### Exercise brief
Reproduce verbatim the part of the material below that opens with the line containing "For the trial run, indicate each instance of the football helmet" and closes with the line containing "x=402 y=213", keeping both of those lines.

### Dataset content

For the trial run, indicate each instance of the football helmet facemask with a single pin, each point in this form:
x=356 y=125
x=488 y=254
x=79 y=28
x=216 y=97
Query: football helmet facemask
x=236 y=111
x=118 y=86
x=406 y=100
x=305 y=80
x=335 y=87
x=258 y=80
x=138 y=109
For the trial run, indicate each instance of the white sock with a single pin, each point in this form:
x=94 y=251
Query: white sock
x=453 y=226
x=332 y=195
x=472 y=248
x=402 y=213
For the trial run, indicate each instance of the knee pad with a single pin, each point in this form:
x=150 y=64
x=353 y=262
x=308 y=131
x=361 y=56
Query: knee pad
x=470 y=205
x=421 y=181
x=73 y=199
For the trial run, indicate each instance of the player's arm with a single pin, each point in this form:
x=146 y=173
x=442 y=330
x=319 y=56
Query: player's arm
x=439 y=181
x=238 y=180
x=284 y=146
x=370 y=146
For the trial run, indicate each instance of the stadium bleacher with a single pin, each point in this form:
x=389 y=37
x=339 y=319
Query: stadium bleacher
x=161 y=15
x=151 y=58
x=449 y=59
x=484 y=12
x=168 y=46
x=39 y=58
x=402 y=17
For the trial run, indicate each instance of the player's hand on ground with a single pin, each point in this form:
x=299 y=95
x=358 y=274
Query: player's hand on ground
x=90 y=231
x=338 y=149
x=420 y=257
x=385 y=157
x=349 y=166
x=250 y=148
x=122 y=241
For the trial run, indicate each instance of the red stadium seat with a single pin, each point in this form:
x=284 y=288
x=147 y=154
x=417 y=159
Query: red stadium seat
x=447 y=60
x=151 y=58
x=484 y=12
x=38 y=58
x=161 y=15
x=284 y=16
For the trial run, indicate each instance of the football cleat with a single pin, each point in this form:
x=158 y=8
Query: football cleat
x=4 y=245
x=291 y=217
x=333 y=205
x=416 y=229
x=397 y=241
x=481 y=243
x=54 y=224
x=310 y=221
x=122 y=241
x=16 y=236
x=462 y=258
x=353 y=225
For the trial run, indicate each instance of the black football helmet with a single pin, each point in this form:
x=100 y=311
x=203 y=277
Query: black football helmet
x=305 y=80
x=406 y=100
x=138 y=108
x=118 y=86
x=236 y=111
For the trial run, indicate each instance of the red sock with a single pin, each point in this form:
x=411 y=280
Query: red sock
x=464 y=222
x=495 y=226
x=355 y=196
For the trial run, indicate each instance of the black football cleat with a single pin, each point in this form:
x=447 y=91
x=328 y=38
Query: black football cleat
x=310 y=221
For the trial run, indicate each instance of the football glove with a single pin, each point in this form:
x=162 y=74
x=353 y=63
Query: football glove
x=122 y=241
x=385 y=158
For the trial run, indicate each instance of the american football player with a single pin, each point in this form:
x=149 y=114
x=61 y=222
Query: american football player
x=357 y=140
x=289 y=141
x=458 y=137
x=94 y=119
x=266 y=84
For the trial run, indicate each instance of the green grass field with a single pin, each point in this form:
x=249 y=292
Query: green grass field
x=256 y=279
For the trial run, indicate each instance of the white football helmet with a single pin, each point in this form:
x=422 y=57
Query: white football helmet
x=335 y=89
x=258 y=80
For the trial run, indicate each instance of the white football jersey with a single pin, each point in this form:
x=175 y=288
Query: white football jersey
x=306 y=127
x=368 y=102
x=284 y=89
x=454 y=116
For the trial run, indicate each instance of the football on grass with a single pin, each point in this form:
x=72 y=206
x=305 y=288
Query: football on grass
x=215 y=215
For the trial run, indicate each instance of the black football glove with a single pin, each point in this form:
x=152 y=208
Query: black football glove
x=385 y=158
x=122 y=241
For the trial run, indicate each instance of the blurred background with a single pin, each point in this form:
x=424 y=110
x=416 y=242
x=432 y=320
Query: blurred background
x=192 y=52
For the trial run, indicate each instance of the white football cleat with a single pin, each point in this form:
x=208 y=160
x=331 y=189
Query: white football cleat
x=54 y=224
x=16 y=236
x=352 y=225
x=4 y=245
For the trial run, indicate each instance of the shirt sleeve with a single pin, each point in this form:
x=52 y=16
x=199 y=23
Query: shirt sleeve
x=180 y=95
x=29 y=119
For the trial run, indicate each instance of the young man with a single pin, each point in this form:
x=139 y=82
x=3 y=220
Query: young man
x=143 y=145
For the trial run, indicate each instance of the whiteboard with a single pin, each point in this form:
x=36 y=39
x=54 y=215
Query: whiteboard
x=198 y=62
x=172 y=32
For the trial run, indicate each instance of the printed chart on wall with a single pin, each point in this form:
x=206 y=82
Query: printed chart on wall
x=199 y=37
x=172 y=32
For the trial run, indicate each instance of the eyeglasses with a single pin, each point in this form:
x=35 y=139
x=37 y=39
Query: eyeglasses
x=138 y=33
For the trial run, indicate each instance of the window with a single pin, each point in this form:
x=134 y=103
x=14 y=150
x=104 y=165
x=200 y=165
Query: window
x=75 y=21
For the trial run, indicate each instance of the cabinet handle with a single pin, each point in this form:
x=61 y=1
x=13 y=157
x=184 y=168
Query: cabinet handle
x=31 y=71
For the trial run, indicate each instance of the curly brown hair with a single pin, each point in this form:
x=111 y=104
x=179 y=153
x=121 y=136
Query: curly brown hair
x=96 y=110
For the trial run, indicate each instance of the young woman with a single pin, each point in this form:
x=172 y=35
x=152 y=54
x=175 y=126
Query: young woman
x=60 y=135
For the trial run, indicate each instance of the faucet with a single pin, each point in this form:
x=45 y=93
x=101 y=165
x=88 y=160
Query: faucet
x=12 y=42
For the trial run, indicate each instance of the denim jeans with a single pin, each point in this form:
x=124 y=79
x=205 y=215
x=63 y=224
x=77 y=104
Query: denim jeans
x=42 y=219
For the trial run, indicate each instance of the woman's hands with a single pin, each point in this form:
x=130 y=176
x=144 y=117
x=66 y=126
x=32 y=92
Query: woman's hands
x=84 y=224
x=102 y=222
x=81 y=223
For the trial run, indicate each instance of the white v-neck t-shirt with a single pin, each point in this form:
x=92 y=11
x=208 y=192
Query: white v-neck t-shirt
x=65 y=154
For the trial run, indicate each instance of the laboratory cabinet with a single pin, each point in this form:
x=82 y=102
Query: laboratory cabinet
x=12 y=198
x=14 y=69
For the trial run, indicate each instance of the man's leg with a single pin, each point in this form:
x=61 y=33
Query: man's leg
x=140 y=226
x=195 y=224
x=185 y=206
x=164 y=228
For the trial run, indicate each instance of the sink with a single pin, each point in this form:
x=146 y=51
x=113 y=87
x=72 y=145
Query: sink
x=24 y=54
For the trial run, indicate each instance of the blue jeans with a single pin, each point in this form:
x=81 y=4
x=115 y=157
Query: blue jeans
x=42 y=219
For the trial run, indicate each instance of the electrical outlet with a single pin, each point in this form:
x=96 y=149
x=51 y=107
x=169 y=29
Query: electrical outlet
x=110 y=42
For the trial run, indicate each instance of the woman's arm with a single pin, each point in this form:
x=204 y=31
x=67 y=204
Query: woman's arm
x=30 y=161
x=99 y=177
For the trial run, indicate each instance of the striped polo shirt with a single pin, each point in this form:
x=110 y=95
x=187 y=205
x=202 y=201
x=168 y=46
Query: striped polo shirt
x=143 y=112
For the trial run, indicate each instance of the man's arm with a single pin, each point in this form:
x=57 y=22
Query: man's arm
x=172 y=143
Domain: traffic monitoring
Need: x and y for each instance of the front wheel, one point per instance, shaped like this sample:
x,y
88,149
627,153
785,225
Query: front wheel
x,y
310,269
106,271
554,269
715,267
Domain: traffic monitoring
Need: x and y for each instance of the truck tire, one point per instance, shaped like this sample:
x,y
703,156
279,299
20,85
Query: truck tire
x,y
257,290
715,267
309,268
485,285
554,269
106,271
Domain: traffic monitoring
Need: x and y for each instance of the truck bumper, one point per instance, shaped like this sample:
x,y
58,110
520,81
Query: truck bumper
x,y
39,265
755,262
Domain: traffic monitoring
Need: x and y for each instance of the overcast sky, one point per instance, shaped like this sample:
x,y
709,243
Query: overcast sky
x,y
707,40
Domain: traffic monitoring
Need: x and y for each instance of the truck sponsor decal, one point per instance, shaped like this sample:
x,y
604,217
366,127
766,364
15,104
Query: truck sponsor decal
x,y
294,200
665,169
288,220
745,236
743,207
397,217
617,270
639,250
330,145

---

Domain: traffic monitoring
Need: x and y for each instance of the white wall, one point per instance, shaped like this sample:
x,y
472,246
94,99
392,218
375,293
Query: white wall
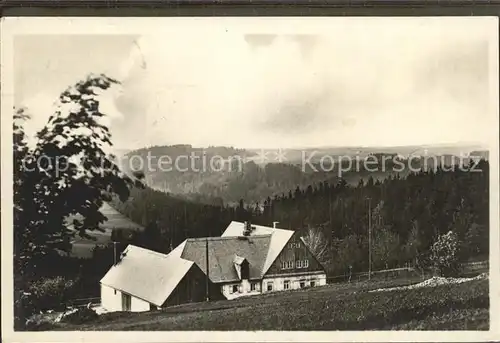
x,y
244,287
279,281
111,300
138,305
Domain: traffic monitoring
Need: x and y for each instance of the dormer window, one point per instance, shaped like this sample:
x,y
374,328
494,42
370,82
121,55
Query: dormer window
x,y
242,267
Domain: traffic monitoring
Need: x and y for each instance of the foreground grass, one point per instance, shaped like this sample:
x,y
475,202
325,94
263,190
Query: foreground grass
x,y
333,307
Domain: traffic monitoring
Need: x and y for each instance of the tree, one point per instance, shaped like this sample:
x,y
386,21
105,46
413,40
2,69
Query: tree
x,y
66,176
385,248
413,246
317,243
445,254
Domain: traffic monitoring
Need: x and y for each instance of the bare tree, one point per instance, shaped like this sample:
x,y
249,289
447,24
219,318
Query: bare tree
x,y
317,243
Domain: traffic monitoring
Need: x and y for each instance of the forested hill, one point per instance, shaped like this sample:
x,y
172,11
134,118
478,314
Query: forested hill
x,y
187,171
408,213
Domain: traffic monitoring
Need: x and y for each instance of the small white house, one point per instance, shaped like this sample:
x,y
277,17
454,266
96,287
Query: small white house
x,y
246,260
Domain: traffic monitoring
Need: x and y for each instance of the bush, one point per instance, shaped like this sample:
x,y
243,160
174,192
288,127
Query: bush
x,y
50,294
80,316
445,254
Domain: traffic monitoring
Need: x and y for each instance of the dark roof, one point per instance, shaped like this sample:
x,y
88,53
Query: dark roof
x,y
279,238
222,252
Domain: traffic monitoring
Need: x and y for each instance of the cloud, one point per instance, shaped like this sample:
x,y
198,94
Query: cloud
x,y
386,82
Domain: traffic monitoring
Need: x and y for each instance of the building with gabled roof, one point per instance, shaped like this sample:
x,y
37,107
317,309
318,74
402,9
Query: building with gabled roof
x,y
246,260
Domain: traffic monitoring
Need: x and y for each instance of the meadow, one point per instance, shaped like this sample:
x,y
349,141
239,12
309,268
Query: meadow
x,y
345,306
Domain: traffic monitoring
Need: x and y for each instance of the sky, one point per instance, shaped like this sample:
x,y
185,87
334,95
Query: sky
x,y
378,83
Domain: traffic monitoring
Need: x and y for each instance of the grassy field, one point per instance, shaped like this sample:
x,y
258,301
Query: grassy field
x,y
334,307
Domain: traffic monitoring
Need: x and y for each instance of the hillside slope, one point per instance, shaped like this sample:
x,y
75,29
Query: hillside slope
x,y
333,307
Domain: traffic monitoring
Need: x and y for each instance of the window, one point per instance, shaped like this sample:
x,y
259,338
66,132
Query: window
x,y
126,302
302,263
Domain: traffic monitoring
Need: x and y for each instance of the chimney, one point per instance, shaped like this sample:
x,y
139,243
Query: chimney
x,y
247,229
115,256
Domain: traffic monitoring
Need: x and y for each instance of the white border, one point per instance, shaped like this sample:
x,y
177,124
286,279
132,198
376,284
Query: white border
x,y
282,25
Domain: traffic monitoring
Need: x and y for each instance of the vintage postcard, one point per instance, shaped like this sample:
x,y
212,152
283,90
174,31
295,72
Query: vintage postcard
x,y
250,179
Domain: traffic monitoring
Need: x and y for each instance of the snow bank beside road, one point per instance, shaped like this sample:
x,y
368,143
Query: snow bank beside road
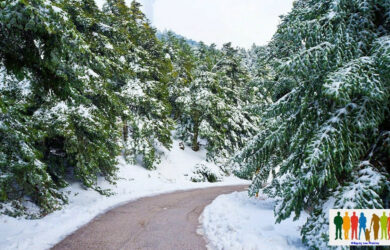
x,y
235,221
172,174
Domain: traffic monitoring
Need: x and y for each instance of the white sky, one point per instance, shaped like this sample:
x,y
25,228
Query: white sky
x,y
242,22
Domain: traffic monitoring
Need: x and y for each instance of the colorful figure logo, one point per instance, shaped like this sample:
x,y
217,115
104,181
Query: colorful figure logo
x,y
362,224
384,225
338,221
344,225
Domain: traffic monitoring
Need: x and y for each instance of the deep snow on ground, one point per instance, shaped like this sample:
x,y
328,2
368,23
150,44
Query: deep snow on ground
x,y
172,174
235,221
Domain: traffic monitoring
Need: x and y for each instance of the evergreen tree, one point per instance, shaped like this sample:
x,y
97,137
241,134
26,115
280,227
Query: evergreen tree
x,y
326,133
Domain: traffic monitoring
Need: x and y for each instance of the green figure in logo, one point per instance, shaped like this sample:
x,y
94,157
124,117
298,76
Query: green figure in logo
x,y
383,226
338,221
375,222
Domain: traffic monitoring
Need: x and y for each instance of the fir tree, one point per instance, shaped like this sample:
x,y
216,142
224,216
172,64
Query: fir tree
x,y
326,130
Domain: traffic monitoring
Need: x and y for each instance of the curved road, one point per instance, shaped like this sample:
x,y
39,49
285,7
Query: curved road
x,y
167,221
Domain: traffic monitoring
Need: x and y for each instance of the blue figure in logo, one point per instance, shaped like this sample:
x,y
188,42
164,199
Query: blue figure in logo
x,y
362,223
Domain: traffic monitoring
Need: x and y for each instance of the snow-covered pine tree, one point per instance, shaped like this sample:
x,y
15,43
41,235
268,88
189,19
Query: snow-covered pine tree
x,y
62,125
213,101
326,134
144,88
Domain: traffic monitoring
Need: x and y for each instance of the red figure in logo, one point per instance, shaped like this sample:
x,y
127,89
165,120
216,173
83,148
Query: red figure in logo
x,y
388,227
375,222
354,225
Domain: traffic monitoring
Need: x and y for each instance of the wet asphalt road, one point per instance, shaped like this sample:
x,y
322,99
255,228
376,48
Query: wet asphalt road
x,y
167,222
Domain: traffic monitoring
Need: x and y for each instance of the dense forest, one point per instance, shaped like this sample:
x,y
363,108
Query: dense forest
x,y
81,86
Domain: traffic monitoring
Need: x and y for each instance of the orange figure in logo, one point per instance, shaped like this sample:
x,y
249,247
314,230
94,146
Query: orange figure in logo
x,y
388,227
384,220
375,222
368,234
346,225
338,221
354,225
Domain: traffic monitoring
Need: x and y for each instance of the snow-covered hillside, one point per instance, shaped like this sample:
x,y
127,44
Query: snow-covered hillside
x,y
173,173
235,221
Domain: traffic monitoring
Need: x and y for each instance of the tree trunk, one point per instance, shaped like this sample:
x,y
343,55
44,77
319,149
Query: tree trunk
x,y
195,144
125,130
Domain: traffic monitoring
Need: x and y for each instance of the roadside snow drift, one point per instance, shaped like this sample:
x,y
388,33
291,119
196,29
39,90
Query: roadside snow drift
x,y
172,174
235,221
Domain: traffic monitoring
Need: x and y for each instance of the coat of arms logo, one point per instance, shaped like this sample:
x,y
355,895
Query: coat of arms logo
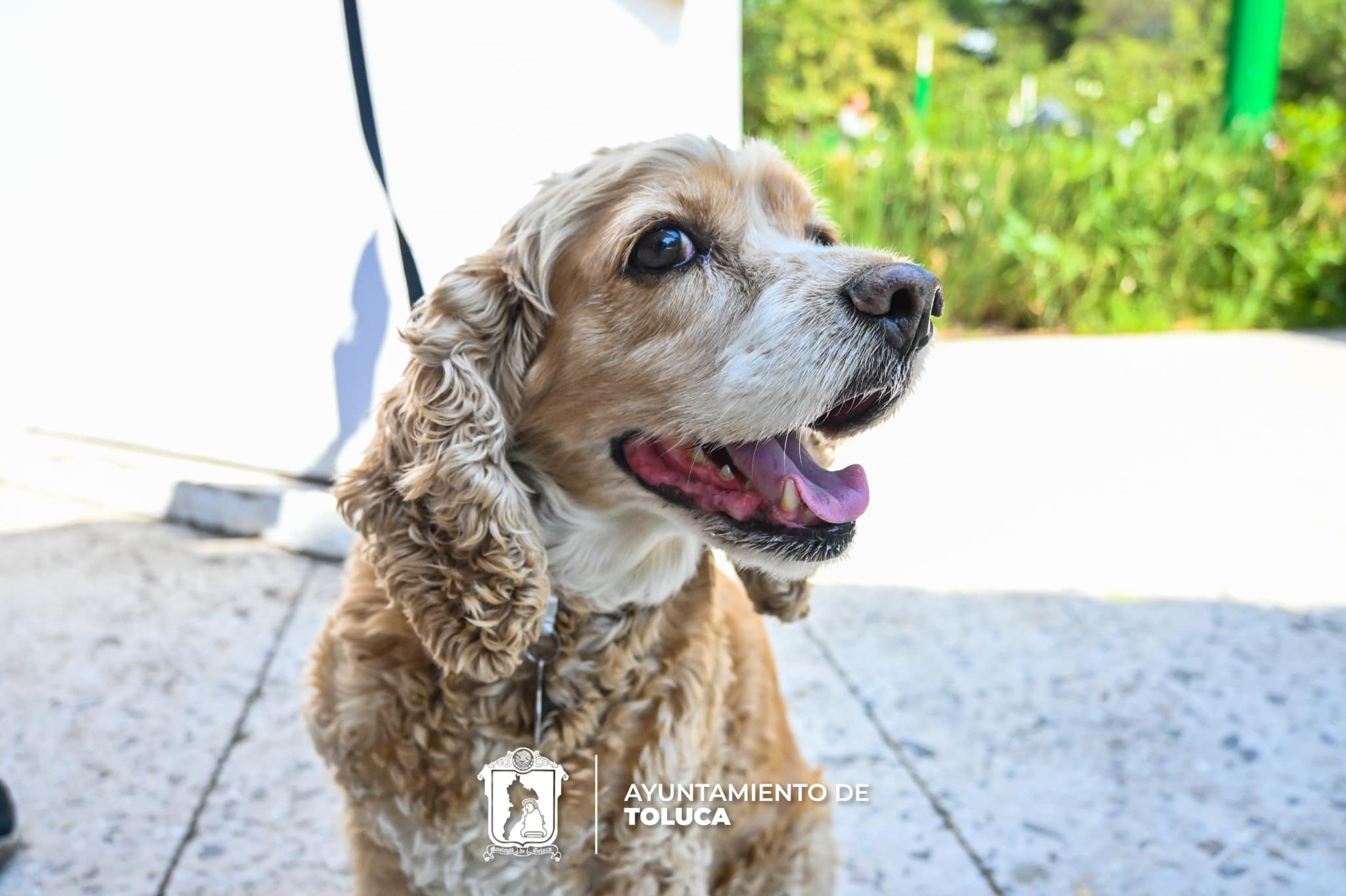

### Completed task
For the trial run, indicate each instance of the football helmet facemask with a single pin, each point in this form:
x=356 y=125
x=488 y=254
x=79 y=28
x=216 y=97
Query: football helmet facemask
x=236 y=111
x=118 y=86
x=406 y=100
x=305 y=80
x=335 y=87
x=258 y=80
x=138 y=109
For the trial run, indicate each instance of the white sock with a single pin, each point in this form:
x=94 y=251
Query: white sock
x=453 y=226
x=332 y=195
x=472 y=248
x=402 y=213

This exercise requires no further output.